The concept of a 'qualified adviser' with less qualifications provoked an industry backlash. While the government has signalled it is open to discussion, the problem remains – how to open up advice to more consumers at a viable cost?
Regulation

It was a tactical retreat, but a retreat nonetheless. When the Government unveiled its comprehensive financial advice reform package on 7 December, it introduced a new concept – “qualified advisers” – who would deliver simple advice at scale that, according to Financial Services Minister Stephen Jones (pictured, right), “would be high quality, helpful, and safe for consumers”.

These advisers would have to meet certain (as yet unconfirmed) education standards, focus on providing advice on simple matters, and be barred from charging a fee or commission.

The changes would apply across all financial institutions, including superannuation funds, life and general insurers, and banks. It is expected this new class of adviser will largely be employees of licensed financial institutions, with the licensee wholly responsible for the advice provided.

  • The banks, super funds and insurers could not believe their luck. Here was a Labor government, the architect of the 2013 FoFA reforms and principal agitator for the 2019 Financial Services Royal Commission, opening the door to a watered-down version of financial advice. The advice industry, which has spent years developing a profession that demanded qualifications and standards (including ethics), was mortified.

    What particularly stuck in the industry’s craw was the word “qualified”, especially as it came with no explanation as to what that would entail. Fatuma Akalo, a financial adviser with the wealth management group Wattle Partners, succinctly summed up the industry’s misgivings. “To me, the phrase ‘qualified adviser’ means someone who has undertaken a level of study and has industry experience recognised by a professional or regulatory body. Thus, the term is misleading and confusing to consumers who won’t be able to distinguish between a qualified adviser and a financial adviser. To them, both titles may seem interchangeable, but that is far from the reality.”

    Steve Sloane, managing director of the Link Wealth Group, expressed similar sentiments. “I believe the term qualified adviser would cause confusion unless there was overwhelmingly clear advertising and communication campaigns around it. I think as an industry we could create a title that is far clearer to avoid blurred lines.”

• **What this exercise asks**
[a] Set down, word for word, the part of the financial advice article between "These advisers would" and "the advice provided.", inclusive.
[b] In the dataset rows, take the lines from the one containing "Isolate the giraffe head in this frame." through the end of the rows and switch "Isolate" to "Locate", changing nothing else. Return only those lines.
These rows have no connection to the financial advice article.

• **Dataset entries**
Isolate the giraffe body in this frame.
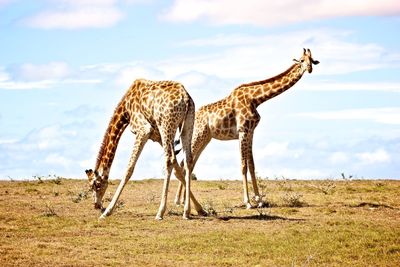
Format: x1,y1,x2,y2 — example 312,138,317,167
86,79,206,219
175,49,319,208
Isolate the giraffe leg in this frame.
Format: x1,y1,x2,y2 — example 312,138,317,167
156,141,177,220
174,171,184,206
175,124,211,216
174,163,207,216
239,132,252,209
247,134,263,207
100,134,149,219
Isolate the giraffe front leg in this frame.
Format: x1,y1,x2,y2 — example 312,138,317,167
100,134,149,219
174,179,184,206
239,132,253,209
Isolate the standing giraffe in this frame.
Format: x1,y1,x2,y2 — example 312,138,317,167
85,79,204,220
175,49,319,208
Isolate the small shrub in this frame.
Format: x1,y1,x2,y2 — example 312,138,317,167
43,203,58,217
203,201,218,216
310,180,336,195
72,191,88,203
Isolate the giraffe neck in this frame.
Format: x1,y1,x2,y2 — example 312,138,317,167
245,64,304,106
95,100,129,179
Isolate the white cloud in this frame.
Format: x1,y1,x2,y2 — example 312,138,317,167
161,0,400,26
165,28,399,79
301,81,400,93
16,62,70,81
116,64,165,87
0,62,102,90
256,142,303,158
25,0,124,30
356,148,391,164
296,107,400,125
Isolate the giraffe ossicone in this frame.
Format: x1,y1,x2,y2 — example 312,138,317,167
175,49,319,208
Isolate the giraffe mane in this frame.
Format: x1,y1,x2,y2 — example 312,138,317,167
95,95,129,171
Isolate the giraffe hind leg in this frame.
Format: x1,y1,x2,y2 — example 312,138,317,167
100,134,149,219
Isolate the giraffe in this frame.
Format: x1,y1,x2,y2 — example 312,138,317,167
175,49,319,208
85,79,204,220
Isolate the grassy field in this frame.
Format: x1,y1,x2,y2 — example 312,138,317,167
0,177,400,266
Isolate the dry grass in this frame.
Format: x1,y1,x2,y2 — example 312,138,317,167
0,178,400,266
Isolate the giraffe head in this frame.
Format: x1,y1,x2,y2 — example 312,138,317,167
85,169,108,210
293,48,319,73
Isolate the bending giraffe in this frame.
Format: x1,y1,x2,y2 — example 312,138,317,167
85,79,204,220
175,49,319,208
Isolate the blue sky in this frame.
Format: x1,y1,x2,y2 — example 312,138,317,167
0,0,400,179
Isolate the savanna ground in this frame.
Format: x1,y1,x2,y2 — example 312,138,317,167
0,177,400,266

• **Solutions below**
[a]
These advisers would have to meet certain (as yet unconfirmed) education standards, focus on providing advice on simple matters, and be barred from charging a fee or commission.

The changes would apply across all financial institutions, including superannuation funds, life and general insurers, and banks. It is expected this new class of adviser will largely be employees of licensed financial institutions, with the licensee wholly responsible for the advice provided.

[b]
Locate the giraffe head in this frame.
Format: x1,y1,x2,y2 — example 312,138,317,167
85,169,108,210
293,48,319,73
Locate the bending giraffe in this frame.
Format: x1,y1,x2,y2 — example 312,138,317,167
85,79,204,220
175,49,319,208
Locate the blue sky in this frame.
Format: x1,y1,x2,y2 — example 312,138,317,167
0,0,400,179
Locate the savanna ground in this frame.
Format: x1,y1,x2,y2 — example 312,138,317,167
0,177,400,266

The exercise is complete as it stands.